Nora will be reporting on the Québec election until long after all the votes are counted. Read her previous updates: Why aren’t the media paying attention to Québec Solidaire?; The PQ lurches right with Pierre Karl Péladeau; and The Charter. Any questions? Email [email protected]
It’s rare hearing English in the streets near my house. Less rare is the number of parades that march nearby. The St. Patrick’s parade offered a good dose of both occurrences.
Amid heavy snowflakes, eleven of us flyered on behalf of Québec Solidaire and our candidate, Marie-Ève Duchesne. When I heard a mother speaking to her daughter in English, I was all like, I got this.
“I hope you consider voting Québec Solidaire,” I said. “It’s the only party that opposes the hike in day care fees.”
“Awesome! We need that” she said. After chatting for 30 seconds, she asked the inevitable: “so, is this the anglophone party?”
“No,” I said. Then, once the word sovereignist floated into the space between us and mingled for a second among the snowflakes, she took off like a shot. It was as if I had called her mother an asshole.
= = = =
_TASKS TO CARRY OUT_
A. From the Québec election update above, quote the stretch from "Amid heavy snowflakes, eleven" through "mother an asshole." word for word.
B. According to the Québec election update above, what is Québec Solidaire the only party to oppose?
= = = =
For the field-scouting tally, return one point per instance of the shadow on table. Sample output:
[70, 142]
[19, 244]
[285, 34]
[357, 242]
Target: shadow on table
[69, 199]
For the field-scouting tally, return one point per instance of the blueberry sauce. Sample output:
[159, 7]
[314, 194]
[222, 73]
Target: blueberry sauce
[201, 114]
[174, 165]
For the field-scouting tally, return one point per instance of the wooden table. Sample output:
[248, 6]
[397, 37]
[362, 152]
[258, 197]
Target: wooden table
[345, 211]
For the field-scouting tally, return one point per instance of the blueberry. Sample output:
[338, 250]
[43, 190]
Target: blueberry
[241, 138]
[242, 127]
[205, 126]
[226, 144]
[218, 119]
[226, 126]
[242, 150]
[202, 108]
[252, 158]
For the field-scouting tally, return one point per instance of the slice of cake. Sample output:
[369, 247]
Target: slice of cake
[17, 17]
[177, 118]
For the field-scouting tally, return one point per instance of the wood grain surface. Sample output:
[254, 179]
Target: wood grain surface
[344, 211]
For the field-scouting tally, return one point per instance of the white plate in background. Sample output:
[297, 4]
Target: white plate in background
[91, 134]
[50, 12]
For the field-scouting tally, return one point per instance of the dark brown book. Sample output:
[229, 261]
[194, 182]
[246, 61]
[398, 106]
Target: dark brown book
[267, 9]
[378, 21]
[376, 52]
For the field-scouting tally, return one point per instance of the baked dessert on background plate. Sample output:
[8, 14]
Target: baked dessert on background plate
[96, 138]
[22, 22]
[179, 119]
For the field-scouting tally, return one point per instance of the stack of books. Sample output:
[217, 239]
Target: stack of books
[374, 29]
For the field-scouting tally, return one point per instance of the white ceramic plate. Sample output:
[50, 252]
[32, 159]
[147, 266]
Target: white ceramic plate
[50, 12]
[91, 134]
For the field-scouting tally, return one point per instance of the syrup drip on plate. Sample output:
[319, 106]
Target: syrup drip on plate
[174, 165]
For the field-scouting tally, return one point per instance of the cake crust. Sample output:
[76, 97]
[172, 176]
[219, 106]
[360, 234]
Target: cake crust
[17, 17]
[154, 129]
= = = =
_LIST OF SOLUTIONS_
A.
Amid heavy snowflakes, eleven of us flyered on behalf of Québec Solidaire and our candidate, Marie-Ève Duchesne. When I heard a mother speaking to her daughter in English, I was all like, I got this.
“I hope you consider voting Québec Solidaire,” I said. “It’s the only party that opposes the hike in day care fees.”
“Awesome! We need that” she said. After chatting for 30 seconds, she asked the inevitable: “so, is this the anglophone party?”
“No,” I said. Then, once the word sovereignist floated into the space between us and mingled for a second among the snowflakes, she took off like a shot. It was as if I had called her mother an asshole.

B. The hike in day care fees.